中学受験・社会 現代社会に関心を持って時事問題に取り組む

皆さんは、時事問題に対してどのようなイメージを持っていますか?塾のカリキュラムでは、受験直前期に、その年の重大ニュースについて授業を行うことが多いですが、直前期にその年起こったすべてのニュースを詰め込むのは現実的ではありませんし、出来事の名前を知ったとしても、それがなぜ起こったのか、因果関係まで理解するには時間が足りなくなってしまうことが多いのが実情です。

ですが、最近の中学入試では、時事問題の出題が増えています。以前から社会では時事問題が意識されてきていましたが、近年では理科と社会の複合的な時事問題も出題されています。地震に関してハザードマップについて出題したり、環境問題を社会・理科両方の面から問うてみたり、単に単語を知っているだけでは太刀打ちできないような問題が増えてきています。ですが、「時事問題の勉強」の時間を独立して持つのは難しいですから、常に今の世の中で起こっていることについて意識しておくことが必要になってきます。今回は、出題が増えてきている時事問題について、どう対応していけばよいか考えていきます。
════════════════
課題内容 – 本文によると、近年の中学入試では、どの教科を組み合わせた時事問題が出題されていますか。 データを参照する必要はありません。
════════════════
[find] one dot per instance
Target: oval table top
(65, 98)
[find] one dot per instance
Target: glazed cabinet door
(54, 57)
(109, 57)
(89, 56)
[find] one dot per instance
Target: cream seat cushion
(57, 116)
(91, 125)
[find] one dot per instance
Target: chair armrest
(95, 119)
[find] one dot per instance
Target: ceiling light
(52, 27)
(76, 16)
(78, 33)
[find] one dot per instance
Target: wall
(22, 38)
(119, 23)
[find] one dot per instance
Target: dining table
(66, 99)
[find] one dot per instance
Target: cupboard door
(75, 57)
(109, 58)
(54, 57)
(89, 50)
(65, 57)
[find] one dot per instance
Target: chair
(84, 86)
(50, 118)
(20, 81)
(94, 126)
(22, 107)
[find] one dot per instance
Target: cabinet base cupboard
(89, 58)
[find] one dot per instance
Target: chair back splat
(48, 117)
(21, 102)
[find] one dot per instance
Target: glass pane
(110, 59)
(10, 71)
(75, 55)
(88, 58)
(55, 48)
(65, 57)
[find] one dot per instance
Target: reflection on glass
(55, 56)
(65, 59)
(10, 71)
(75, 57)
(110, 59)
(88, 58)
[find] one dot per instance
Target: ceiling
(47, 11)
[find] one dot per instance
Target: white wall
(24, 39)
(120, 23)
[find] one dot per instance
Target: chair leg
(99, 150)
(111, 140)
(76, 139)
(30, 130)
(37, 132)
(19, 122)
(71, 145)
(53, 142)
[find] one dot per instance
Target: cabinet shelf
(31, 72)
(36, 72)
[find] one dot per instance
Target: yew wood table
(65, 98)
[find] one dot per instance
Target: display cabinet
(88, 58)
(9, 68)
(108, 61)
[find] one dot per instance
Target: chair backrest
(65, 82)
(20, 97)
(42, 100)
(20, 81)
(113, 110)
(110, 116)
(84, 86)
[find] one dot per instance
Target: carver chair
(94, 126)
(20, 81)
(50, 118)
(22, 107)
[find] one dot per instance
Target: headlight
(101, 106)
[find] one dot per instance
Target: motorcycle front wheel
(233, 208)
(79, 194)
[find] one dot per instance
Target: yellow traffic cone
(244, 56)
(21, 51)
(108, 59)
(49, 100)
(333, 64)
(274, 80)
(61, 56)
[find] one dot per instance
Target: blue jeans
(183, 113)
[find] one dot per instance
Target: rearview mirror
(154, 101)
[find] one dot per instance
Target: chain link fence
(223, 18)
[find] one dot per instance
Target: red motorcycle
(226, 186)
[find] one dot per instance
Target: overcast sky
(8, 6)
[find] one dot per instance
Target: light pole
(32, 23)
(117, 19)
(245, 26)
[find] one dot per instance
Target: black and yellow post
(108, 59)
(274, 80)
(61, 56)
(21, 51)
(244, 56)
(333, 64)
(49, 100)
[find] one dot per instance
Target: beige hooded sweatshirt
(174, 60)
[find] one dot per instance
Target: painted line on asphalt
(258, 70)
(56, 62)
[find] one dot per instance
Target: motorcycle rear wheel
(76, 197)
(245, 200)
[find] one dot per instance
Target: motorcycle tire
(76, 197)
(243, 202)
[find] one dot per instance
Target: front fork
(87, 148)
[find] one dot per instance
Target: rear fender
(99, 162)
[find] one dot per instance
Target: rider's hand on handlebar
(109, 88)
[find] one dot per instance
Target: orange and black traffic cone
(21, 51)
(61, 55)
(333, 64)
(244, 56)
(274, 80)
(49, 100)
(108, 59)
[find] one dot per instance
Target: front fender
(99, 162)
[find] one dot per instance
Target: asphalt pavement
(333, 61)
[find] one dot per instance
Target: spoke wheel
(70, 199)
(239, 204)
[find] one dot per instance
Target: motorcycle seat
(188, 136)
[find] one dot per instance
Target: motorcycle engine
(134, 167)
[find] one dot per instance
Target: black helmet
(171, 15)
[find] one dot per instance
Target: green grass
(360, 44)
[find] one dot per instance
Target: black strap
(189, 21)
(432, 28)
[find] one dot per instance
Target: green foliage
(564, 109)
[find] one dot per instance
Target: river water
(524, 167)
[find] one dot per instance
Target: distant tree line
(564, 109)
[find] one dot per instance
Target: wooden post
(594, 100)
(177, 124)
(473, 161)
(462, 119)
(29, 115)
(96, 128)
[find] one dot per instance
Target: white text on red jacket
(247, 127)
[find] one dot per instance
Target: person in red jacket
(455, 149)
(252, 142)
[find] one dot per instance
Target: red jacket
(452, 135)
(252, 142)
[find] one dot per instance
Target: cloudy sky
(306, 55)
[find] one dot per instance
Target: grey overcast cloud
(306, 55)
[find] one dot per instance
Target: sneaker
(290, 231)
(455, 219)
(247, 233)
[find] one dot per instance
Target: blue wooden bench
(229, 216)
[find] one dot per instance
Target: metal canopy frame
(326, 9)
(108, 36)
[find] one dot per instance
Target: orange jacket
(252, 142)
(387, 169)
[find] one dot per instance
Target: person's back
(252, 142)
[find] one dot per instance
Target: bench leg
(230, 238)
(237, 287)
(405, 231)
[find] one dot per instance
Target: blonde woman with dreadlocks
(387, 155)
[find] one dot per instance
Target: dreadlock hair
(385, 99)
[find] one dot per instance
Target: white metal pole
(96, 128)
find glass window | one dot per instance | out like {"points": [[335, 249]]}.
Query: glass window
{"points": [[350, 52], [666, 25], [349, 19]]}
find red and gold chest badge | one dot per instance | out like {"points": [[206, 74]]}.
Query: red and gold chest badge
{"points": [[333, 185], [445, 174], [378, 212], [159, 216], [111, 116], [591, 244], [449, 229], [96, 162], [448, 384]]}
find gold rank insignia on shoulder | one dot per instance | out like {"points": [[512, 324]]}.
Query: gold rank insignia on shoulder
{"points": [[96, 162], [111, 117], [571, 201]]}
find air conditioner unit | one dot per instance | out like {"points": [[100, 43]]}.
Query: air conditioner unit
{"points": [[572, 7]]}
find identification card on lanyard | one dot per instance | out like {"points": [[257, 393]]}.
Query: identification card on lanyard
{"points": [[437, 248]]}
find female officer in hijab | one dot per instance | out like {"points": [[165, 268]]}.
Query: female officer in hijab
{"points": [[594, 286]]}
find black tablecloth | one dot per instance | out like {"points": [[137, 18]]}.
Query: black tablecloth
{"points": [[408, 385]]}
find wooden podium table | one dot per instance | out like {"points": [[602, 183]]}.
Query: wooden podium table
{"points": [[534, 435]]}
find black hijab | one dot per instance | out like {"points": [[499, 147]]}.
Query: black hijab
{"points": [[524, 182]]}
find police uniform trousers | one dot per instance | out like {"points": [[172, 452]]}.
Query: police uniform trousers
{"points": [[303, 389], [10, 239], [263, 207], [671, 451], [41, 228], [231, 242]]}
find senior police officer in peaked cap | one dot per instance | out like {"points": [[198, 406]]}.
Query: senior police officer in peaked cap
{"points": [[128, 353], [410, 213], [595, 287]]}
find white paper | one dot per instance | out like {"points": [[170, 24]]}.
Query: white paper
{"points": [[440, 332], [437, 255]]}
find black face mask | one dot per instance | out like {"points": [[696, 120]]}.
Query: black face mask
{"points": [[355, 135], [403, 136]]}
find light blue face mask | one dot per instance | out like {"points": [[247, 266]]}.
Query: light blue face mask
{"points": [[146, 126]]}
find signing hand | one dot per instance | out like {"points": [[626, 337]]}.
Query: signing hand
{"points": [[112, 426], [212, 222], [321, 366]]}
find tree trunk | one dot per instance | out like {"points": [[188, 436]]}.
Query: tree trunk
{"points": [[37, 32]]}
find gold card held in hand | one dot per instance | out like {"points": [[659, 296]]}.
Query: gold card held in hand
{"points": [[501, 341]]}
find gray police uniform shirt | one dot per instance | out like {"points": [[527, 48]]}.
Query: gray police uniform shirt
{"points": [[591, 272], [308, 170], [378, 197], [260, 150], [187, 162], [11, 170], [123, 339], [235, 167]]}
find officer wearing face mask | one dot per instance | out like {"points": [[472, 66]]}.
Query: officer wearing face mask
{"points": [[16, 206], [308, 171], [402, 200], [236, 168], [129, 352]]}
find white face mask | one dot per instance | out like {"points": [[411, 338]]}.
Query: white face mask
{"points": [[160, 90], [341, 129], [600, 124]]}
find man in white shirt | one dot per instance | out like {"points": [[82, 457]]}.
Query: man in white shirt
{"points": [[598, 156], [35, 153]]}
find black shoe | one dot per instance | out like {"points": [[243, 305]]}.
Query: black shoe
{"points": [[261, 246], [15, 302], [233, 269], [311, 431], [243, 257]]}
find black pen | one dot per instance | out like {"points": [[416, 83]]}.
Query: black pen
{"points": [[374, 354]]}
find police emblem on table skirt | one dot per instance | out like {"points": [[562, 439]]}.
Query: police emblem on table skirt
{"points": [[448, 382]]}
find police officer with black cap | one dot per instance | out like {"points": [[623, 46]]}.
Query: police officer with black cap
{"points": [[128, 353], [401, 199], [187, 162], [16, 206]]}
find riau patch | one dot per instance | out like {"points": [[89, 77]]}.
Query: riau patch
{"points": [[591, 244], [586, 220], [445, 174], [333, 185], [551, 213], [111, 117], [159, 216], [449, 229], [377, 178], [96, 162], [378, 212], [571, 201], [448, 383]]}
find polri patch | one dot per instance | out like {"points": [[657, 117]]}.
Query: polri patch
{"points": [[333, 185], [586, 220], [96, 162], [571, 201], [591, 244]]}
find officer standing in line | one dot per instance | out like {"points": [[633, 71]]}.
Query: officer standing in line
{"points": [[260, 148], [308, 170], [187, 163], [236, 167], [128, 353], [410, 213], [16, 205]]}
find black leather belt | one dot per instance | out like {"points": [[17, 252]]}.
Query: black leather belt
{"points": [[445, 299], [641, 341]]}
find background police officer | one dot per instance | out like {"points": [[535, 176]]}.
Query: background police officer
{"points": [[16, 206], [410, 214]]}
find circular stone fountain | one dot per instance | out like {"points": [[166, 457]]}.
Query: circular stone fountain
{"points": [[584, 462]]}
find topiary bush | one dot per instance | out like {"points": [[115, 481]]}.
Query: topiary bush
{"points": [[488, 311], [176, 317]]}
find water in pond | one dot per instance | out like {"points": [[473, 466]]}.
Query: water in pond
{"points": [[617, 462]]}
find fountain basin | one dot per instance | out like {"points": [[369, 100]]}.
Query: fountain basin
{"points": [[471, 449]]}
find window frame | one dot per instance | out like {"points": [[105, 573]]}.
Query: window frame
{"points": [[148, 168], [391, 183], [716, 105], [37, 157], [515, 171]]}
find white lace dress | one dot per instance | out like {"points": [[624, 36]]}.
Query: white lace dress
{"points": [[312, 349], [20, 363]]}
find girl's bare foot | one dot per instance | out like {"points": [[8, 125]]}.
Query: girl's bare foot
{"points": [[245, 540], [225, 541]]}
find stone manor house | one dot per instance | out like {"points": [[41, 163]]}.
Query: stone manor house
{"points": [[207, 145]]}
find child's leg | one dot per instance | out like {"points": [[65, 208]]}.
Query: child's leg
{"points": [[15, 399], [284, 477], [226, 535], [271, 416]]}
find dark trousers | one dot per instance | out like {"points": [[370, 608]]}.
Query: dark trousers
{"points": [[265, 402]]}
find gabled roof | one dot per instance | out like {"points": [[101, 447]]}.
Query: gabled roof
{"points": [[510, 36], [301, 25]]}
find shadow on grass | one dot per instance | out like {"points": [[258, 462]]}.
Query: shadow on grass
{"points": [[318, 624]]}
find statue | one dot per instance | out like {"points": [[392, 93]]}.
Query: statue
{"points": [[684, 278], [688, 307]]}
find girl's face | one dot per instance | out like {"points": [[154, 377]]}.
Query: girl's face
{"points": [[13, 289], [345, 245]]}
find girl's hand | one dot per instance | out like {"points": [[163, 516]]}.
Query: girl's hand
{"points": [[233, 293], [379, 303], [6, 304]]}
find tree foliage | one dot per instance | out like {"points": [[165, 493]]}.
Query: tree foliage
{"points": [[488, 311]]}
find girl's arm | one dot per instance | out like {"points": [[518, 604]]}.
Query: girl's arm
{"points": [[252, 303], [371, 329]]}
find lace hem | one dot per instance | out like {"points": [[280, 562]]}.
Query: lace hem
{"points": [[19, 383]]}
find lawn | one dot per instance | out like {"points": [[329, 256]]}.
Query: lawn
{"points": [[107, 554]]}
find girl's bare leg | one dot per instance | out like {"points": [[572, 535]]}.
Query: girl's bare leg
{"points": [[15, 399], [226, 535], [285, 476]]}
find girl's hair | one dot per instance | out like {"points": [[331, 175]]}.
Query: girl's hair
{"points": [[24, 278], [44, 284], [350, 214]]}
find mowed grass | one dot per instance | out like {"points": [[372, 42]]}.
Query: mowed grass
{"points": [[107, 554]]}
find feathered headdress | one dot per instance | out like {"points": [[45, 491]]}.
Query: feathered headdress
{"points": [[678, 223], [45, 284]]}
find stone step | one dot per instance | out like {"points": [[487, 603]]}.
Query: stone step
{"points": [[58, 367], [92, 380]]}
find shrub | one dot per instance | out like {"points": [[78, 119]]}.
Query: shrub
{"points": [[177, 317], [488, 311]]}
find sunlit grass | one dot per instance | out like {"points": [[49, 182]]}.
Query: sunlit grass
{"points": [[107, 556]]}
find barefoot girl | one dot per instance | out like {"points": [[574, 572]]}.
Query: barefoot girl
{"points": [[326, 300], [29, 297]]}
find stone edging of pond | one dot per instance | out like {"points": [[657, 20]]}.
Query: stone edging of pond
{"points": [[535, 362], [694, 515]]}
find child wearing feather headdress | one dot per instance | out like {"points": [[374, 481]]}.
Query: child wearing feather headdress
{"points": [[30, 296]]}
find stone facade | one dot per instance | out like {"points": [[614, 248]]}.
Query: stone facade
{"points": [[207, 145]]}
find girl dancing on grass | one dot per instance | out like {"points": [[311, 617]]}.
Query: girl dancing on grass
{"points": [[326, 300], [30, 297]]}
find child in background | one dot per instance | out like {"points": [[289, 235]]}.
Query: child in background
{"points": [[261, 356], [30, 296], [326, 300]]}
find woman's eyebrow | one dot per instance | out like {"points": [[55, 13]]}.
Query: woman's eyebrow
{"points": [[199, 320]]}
════════════════
演習の解答 – 理科と社会の複合的な時事問題が出題されています。